Given task: Rewrite the records starting with the line containing "Find the **trident" and continuing through the line containing "250L268 262L273 264L278", replacing "emblem" with "badge" and leaving everything else unchanged. Give only those lines.

=== Dataset extract ===

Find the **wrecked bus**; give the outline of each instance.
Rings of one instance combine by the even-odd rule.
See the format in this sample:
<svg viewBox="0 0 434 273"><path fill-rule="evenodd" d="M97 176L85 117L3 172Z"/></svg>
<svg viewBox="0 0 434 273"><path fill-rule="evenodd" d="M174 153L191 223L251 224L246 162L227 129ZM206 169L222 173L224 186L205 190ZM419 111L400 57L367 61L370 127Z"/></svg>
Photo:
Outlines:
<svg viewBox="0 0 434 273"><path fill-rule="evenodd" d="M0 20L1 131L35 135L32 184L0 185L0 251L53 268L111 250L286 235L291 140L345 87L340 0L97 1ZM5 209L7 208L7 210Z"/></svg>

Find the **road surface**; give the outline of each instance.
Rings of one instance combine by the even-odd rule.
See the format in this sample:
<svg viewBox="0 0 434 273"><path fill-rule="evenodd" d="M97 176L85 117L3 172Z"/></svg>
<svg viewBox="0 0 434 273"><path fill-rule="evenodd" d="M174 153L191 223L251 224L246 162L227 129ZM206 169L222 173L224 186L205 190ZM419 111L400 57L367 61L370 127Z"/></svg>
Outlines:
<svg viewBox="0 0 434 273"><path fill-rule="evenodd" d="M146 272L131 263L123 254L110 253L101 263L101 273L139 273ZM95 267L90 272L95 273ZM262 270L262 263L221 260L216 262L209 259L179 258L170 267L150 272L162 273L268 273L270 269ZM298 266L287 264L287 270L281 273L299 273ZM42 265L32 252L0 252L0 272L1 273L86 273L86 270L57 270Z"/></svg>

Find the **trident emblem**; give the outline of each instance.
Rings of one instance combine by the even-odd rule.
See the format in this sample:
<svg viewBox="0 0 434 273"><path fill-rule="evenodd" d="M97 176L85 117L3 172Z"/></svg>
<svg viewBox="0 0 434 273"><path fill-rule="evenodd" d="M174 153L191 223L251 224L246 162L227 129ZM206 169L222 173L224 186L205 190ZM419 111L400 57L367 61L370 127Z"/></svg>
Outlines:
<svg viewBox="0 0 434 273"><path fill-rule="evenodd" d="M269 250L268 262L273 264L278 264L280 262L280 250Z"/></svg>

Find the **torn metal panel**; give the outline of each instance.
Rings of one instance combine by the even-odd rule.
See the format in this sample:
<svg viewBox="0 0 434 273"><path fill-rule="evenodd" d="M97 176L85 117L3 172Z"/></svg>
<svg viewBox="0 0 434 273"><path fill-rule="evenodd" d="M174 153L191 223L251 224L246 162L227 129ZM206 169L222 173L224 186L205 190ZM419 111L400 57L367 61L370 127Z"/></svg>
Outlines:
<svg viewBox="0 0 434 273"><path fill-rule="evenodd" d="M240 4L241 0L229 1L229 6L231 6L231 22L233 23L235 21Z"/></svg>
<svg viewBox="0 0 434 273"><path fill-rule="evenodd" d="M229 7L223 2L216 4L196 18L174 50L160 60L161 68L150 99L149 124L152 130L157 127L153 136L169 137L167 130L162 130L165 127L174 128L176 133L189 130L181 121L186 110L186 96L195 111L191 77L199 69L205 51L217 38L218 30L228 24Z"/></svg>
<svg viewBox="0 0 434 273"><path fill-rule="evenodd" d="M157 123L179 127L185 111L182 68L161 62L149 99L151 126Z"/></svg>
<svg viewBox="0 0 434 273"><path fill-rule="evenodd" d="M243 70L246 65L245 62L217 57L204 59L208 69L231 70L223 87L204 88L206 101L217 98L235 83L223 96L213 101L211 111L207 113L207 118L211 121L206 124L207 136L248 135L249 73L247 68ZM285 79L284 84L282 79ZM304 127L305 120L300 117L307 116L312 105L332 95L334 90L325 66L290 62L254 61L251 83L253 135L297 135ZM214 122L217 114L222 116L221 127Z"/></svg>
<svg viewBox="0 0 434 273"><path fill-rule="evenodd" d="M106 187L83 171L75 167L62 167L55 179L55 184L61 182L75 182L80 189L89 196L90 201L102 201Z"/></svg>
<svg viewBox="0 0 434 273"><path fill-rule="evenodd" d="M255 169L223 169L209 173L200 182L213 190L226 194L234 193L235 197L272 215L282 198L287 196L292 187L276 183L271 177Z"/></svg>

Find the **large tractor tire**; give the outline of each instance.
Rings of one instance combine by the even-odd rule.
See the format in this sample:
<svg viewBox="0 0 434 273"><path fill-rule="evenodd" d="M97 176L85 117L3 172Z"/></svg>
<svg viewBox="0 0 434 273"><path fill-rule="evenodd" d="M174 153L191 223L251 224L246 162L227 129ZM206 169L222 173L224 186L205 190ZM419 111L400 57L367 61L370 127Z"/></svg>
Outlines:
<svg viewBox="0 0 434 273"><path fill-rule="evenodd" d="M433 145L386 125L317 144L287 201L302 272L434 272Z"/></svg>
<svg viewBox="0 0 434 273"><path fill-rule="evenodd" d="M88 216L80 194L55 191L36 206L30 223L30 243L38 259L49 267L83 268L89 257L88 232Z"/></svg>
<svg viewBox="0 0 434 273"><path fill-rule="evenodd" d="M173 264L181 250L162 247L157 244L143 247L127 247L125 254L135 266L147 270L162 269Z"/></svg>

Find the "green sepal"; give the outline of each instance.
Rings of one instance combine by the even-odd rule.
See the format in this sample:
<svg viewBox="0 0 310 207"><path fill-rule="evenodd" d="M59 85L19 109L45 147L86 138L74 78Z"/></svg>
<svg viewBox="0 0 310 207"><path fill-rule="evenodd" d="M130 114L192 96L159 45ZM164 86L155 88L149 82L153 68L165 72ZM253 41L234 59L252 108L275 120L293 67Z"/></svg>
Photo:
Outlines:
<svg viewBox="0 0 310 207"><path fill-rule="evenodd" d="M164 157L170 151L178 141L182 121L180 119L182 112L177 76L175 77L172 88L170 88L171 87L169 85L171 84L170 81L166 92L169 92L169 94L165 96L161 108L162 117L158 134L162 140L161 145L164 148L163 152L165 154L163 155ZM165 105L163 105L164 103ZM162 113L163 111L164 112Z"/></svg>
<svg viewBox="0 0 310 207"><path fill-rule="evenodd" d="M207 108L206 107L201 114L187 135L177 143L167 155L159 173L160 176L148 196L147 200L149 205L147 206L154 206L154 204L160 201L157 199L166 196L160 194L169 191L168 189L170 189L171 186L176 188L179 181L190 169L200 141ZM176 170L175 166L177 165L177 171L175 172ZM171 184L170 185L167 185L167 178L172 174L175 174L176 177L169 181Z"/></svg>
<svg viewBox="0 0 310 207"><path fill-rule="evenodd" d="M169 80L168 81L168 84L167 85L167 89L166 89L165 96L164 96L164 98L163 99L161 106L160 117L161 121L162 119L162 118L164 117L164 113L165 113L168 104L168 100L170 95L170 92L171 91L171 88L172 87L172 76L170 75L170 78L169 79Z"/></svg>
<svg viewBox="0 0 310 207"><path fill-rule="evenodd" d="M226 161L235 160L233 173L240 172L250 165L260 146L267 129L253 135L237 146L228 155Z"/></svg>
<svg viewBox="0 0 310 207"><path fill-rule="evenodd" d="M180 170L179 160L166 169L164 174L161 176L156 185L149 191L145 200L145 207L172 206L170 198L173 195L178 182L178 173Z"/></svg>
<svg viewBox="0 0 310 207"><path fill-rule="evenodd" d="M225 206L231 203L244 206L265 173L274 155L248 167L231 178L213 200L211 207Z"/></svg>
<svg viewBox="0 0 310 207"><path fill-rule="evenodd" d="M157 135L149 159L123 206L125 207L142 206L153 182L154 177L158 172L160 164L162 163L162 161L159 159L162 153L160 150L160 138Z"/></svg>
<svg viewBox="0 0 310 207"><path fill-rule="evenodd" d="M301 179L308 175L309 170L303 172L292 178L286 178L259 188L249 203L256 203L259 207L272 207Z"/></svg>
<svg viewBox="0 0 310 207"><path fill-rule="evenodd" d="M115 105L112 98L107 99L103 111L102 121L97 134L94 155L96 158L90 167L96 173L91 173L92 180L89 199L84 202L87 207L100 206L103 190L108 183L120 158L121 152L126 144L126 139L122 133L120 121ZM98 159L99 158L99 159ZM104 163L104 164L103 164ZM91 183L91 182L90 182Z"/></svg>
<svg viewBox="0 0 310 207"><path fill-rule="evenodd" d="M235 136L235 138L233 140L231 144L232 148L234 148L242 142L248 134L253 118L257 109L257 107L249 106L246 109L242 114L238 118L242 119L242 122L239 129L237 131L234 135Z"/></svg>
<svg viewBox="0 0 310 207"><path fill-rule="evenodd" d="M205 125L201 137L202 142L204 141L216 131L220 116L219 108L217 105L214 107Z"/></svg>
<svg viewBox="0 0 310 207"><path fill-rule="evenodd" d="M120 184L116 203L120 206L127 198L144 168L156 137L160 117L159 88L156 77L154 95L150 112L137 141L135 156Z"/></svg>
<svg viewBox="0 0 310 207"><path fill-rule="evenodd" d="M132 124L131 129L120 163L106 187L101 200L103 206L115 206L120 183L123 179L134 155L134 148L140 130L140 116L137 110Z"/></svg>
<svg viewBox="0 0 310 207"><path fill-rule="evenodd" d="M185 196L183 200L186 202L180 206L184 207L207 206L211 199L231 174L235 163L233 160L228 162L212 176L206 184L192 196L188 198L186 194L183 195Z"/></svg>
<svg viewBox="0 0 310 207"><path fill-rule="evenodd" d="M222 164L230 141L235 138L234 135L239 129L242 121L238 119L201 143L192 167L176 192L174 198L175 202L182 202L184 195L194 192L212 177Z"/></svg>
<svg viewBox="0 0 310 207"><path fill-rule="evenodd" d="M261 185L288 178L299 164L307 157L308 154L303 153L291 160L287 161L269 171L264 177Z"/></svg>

===

Written response:
Find the **trident badge**; give the outline of each instance.
Rings of one instance combine by the even-odd rule.
See the format in this sample:
<svg viewBox="0 0 434 273"><path fill-rule="evenodd" d="M97 176L85 117L3 172Z"/></svg>
<svg viewBox="0 0 434 273"><path fill-rule="evenodd" d="M174 153L191 223L251 224L246 162L227 129ZM206 169L222 173L224 186L205 190ZM419 111L400 57L367 61L370 127Z"/></svg>
Outlines:
<svg viewBox="0 0 434 273"><path fill-rule="evenodd" d="M269 250L268 262L273 264L278 264L280 262L280 250Z"/></svg>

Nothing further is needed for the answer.